— Required work —
Recast every line of the listing below as a Markdown table with the columns Row and Line, numbering the rows in order and omitting blank lines.

Region annotation entries

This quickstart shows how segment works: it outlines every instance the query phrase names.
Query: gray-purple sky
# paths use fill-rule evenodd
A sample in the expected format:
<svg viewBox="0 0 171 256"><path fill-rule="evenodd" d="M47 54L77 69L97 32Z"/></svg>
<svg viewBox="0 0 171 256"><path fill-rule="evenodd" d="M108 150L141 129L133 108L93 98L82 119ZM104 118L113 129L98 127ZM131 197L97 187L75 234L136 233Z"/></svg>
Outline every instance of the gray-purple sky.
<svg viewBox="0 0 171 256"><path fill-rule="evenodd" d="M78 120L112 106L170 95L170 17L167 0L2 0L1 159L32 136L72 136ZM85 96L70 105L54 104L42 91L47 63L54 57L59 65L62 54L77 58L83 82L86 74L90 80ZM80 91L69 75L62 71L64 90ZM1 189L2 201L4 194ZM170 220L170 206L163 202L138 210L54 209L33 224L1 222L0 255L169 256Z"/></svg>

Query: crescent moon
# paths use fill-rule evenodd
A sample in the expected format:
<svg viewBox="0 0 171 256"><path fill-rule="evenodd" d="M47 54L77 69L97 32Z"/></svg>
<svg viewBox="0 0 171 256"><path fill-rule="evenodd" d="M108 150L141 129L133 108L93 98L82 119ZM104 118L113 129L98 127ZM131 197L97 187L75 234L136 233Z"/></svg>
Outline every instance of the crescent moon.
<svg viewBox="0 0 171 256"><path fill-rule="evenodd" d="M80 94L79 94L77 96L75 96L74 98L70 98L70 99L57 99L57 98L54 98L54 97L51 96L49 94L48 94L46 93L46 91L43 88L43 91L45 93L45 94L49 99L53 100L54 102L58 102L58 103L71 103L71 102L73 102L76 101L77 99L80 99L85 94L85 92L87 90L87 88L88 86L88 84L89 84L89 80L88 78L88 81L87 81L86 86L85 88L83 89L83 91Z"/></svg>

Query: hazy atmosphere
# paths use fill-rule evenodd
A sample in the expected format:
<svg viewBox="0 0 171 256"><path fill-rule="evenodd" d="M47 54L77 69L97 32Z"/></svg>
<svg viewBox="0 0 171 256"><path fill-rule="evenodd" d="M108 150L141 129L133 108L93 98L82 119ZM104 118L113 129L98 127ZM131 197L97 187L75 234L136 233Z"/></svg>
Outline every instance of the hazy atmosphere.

— Solved exercise —
| Row | Line |
|---|---|
| 1 | This quickstart shows how segment works: it outlines every instance the query phrase names. |
| 2 | Query: gray-purple sky |
| 3 | # paths use fill-rule evenodd |
| 4 | A sample in the expected format: |
| 5 | <svg viewBox="0 0 171 256"><path fill-rule="evenodd" d="M47 54L77 69L97 32Z"/></svg> |
| 6 | <svg viewBox="0 0 171 256"><path fill-rule="evenodd" d="M108 150L141 129L133 108L93 98L82 119ZM104 118L113 129L98 127ZM131 197L97 187L75 234L136 233Z"/></svg> |
| 7 | Outline every instance of the gray-purple sky. |
| 8 | <svg viewBox="0 0 171 256"><path fill-rule="evenodd" d="M78 120L112 106L170 95L170 17L167 0L2 0L1 159L32 136L72 136ZM85 96L70 105L54 104L42 91L47 63L54 57L59 65L62 54L77 58L83 82L86 74L90 80ZM80 91L69 75L62 71L64 90ZM1 189L2 201L4 194ZM170 220L170 206L163 202L138 210L54 209L33 224L1 222L0 255L169 256Z"/></svg> |
| 9 | Query: crescent moon |
| 10 | # paths use fill-rule evenodd |
| 11 | A sample in the expected format: |
| 12 | <svg viewBox="0 0 171 256"><path fill-rule="evenodd" d="M47 54L77 69L97 32Z"/></svg> |
| 13 | <svg viewBox="0 0 171 256"><path fill-rule="evenodd" d="M108 150L141 129L133 108L93 98L82 119ZM104 118L113 129L98 127ZM131 197L97 187L75 234L136 233Z"/></svg> |
| 14 | Outline every instance of the crescent moon. |
| 15 | <svg viewBox="0 0 171 256"><path fill-rule="evenodd" d="M80 94L79 94L77 96L75 96L74 98L70 98L70 99L57 99L57 98L54 98L54 97L51 96L49 94L48 94L46 93L46 91L43 88L43 91L45 93L45 94L49 99L53 100L54 102L58 102L58 103L71 103L71 102L73 102L76 101L77 99L80 99L85 94L85 92L87 90L87 88L88 86L88 84L89 84L89 80L88 78L88 81L87 81L86 86L85 88L83 89L83 91Z"/></svg> |
| 16 | Query: hazy atmosphere |
| 17 | # paths use fill-rule evenodd |
| 18 | A sample in the expected format: |
| 19 | <svg viewBox="0 0 171 256"><path fill-rule="evenodd" d="M47 54L77 69L97 32Z"/></svg> |
| 20 | <svg viewBox="0 0 171 256"><path fill-rule="evenodd" d="M108 150L141 129L133 108L93 98L82 119ZM104 118L113 129L98 127ZM131 197L97 187L75 234L136 233Z"/></svg> |
| 21 | Outline every instance of the hazy atmosphere. |